### EXERCISE OBJECTIVE
Print the listing below in its entirety, character for character.

### SUPPLIED DATA
==================================================
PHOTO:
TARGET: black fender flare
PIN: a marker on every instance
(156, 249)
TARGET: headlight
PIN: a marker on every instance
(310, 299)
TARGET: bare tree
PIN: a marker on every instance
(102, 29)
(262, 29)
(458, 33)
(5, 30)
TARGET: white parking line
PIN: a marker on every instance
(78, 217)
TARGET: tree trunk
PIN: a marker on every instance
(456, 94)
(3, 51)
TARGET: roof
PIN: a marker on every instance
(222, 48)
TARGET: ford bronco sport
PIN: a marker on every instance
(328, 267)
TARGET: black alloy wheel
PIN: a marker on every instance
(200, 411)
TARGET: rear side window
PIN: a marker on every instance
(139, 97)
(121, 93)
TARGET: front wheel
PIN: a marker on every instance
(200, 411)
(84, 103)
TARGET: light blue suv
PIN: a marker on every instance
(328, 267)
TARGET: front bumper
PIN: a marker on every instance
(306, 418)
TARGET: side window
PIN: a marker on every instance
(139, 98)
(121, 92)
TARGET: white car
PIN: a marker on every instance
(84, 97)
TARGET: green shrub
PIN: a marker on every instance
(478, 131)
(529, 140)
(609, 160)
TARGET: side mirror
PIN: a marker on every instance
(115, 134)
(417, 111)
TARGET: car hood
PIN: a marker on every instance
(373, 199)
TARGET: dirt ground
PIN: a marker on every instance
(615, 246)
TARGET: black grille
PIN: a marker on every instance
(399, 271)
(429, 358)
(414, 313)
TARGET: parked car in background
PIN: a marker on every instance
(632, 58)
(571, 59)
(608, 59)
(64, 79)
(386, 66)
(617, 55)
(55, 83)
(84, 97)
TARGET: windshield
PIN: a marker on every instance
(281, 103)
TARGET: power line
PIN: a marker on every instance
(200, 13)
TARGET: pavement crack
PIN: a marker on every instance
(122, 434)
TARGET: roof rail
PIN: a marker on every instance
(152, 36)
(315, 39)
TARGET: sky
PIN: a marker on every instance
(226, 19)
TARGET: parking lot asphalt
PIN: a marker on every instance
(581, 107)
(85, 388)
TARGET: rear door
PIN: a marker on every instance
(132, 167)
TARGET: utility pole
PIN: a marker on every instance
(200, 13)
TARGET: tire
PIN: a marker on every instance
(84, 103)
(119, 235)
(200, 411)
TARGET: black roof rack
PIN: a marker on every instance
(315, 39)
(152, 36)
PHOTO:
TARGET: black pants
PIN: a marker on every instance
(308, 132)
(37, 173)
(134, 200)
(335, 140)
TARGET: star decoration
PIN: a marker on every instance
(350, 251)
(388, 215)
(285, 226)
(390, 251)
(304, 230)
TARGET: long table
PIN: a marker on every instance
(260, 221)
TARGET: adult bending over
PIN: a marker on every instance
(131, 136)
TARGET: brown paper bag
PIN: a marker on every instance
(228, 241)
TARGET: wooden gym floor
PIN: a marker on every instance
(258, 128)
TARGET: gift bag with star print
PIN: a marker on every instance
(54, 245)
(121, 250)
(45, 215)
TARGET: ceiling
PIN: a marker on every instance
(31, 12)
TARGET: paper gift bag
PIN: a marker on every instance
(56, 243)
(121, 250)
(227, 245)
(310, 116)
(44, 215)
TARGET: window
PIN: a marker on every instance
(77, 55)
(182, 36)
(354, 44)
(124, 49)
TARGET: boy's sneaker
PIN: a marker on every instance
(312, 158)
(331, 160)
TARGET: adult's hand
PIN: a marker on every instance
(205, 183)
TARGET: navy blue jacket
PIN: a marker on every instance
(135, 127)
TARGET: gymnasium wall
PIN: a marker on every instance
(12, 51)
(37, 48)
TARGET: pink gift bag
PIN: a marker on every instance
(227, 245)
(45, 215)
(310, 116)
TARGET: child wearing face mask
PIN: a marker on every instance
==================================================
### RIGHT ANSWER
PHOTO:
TARGET: black fender flare
PIN: a marker on every instance
(156, 249)
TARGET: headlight
PIN: a marker on every instance
(310, 299)
TARGET: bare tree
PIN: a marker on every instance
(102, 29)
(262, 29)
(458, 33)
(5, 30)
TARGET: white parking line
PIN: a marker on every instance
(78, 217)
TARGET: tree trunk
PIN: a marker on every instance
(456, 94)
(3, 51)
TARGET: roof
PIN: a marker on every instance
(222, 48)
TARGET: ford bronco sport
PIN: a marker on every instance
(328, 267)
TARGET: black alloy wheel
PIN: a marker on every instance
(200, 411)
TARGET: rear side window
PIN: a marker on every instance
(139, 97)
(121, 93)
TARGET: front wheel
PIN: a marker on every instance
(200, 411)
(84, 103)
TARGET: light blue suv
PIN: a marker on every instance
(328, 267)
TARGET: front bumper
PIN: a marker on every instance
(306, 418)
TARGET: side window
PIN: a marker on every instance
(139, 98)
(121, 92)
TARGET: white car
PIN: a marker on every instance
(84, 97)
TARGET: green shrub
PIN: a marker on every instance
(478, 131)
(529, 140)
(609, 160)
TARGET: side mirror
PIN: a marker on every instance
(115, 134)
(417, 111)
TARGET: car hood
PIN: a marker on every instance
(373, 199)
TARGET: dirt ground
PIN: a marker on every instance
(615, 246)
TARGET: black grille
PIN: a marker on every instance
(399, 271)
(429, 358)
(414, 313)
TARGET: parked car in background
PIN: a marker on every instance
(632, 58)
(571, 59)
(608, 59)
(64, 79)
(386, 66)
(617, 55)
(55, 83)
(84, 97)
TARGET: windshield
PIN: a marker on every instance
(281, 103)
TARGET: power line
PIN: a marker on every instance
(200, 13)
TARGET: pavement crack
PIN: a marker on every instance
(122, 434)
TARGET: roof rail
PIN: a marker on every instance
(152, 36)
(315, 39)
TARGET: sky
PIN: a marker on every instance
(226, 19)
TARGET: parking lot asphalt
PIN: a marker on every instance
(581, 107)
(85, 388)
TARGET: rear door
PIN: a marker on every instance
(132, 167)
TARGET: utility pole
PIN: a marker on every instance
(200, 13)
TARGET: tire
PIN: a marker on every instance
(84, 103)
(119, 235)
(200, 411)
TARGET: black roof rack
PIN: a marker on every instance
(315, 39)
(152, 36)
PHOTO:
TARGET: black pants
PIN: a marker on every instance
(308, 132)
(37, 173)
(134, 200)
(335, 140)
TARGET: star decoration
PIN: a marker on every instance
(350, 251)
(388, 215)
(285, 226)
(390, 251)
(304, 230)
TARGET: long table
PIN: a marker on every instance
(260, 221)
TARGET: adult bending over
PIN: a marker on every instance
(131, 136)
TARGET: brown paper bag
PIN: a marker on every instance
(228, 241)
TARGET: wooden gym floor
PIN: a marker on every instance
(258, 128)
TARGET: gift bag with star print
PIN: a marker on every instance
(54, 245)
(121, 250)
(45, 215)
TARGET: ceiling
PIN: a marker on every instance
(31, 12)
TARGET: paper gift bag
PIN: a marker on every instance
(56, 243)
(121, 250)
(227, 245)
(310, 116)
(44, 215)
TARGET: window
PIN: a marker on every instance
(77, 55)
(182, 36)
(354, 44)
(124, 49)
TARGET: boy's sneaker
PIN: a marker on every instance
(312, 158)
(331, 160)
TARGET: adult's hand
PIN: a marker on every instance
(205, 183)
TARGET: navy blue jacket
PIN: a marker on every instance
(135, 127)
TARGET: gymnasium wall
PIN: a marker on every instance
(12, 51)
(37, 48)
TARGET: pink gift bag
PIN: a marker on every instance
(227, 245)
(45, 215)
(310, 116)
TARGET: child wearing face mask
PIN: a marker on every instance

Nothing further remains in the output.